Selected text:
(begin)

Just for fun, transformations on lists

The mathematician in me likes to think about what happens to data and programs when you apply certain transformations to them. Here's a simple example. Imagine the function swap that simply makes a new cons cell by swapping the car and cdr of an existing cons cell:
(define (swap cell) (cons (cdr cell) (car cell)))

> (swap '(1 . 2))
(2 . 1)

> (swap (swap '(1 . 2)))
(1 . 2)
As we'd expect, two swaps are equivalent to no swaps at all. Indeed any even number of swaps are equivalent. Any odd number of swaps is equivalent to one swap.

What if we call swap on a list?
> (swap '(1 2 3))
((2 3) . 1)
That's odd looking. But swapping again returns it to normal
> (swap (swap '(1 2 3)))
(1 2 3)

But swap only swaps the top-level cell. Let's define deep-swap that descends into the car and cdr if possible:
(define (deep-swap cell)
  (cons (if (pair? (cdr cell)) (deep-swap (cdr cell)) (cdr cell))
        (if (pair? (car cell)) (deep-swap (car cell)) (car cell))))

> (deep-swap '((1 . 2) . (3 . 4)))
((4 . 3) 2 . 1)
Wait, what? Oh, the list printer is just interpreting the second cons cell as a part of a top-level list. We can see this by trying this:
> '((4 . 3) . (2 . 1))
((4 . 3) 2 . 1)
So we just have to be aware of list printer eliding the dots for us.

What if we call deep-swap on a list?

(end)

Set task A: From the text on transformations on lists, list every expression typed after the ">" prompt, without the prompt.
Set task B: Transcribe the records line for line, starting with the line that contains "Indicate the residential" and going through the line that contains "<point>91,133</point>".

Listed entries:
(begin)

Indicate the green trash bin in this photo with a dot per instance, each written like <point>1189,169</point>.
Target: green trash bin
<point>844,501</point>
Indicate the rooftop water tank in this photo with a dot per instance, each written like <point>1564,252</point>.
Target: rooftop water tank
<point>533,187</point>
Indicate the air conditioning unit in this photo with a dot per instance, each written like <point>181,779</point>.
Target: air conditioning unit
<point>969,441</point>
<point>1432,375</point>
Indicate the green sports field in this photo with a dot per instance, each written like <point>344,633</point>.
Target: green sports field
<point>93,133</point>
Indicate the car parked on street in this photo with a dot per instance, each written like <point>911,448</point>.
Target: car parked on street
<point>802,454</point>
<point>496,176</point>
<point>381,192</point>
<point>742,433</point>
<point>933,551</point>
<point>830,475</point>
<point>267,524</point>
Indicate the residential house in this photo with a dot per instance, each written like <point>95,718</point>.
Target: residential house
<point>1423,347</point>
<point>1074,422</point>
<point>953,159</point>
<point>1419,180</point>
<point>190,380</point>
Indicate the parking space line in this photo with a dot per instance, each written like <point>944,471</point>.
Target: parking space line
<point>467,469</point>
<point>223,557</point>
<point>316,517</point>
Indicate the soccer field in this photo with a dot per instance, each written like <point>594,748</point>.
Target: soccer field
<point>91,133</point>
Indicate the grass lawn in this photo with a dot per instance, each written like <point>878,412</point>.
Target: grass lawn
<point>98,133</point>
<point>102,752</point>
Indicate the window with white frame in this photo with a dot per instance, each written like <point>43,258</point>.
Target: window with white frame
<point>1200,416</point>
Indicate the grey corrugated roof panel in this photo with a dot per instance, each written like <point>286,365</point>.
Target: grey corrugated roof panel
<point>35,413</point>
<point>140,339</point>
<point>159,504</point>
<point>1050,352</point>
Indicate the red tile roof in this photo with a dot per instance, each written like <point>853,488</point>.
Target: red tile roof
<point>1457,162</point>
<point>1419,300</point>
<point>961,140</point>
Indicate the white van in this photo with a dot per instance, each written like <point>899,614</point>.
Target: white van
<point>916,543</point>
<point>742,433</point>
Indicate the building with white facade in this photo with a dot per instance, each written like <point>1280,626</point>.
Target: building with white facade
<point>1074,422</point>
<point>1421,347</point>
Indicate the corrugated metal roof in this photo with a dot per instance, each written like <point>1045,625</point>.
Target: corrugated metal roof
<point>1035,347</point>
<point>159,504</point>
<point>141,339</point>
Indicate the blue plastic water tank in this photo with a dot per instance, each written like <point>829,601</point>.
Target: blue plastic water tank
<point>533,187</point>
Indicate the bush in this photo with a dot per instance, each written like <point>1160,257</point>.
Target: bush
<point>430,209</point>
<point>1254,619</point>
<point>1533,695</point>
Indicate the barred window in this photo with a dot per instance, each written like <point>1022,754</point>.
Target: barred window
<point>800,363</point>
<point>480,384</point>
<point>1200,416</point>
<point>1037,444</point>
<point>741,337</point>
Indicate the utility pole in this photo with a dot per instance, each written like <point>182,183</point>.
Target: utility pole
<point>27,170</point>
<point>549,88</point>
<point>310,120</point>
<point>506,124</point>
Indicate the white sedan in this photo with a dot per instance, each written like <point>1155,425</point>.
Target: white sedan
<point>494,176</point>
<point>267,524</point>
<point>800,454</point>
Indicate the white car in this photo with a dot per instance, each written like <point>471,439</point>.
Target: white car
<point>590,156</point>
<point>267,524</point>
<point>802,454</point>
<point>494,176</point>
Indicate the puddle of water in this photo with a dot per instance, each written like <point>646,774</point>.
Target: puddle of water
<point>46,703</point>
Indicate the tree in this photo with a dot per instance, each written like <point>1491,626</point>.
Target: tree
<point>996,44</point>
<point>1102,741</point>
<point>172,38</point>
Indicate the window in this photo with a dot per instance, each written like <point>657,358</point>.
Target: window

(end)

Correct result A:
(swap '(1 . 2))
(swap (swap '(1 . 2)))
(swap '(1 2 3))
(swap (swap '(1 2 3)))
(deep-swap '((1 . 2) . (3 . 4)))
'((4 . 3) . (2 . 1))

Correct result B:
Indicate the residential house in this photo with a dot per instance, each written like <point>95,718</point>.
Target: residential house
<point>1423,347</point>
<point>1074,422</point>
<point>953,159</point>
<point>1419,180</point>
<point>190,380</point>
Indicate the parking space line in this photo with a dot per instance, each written like <point>944,471</point>.
Target: parking space line
<point>467,469</point>
<point>223,557</point>
<point>316,517</point>
Indicate the soccer field in this photo with a dot per instance, each written like <point>594,748</point>.
Target: soccer field
<point>91,133</point>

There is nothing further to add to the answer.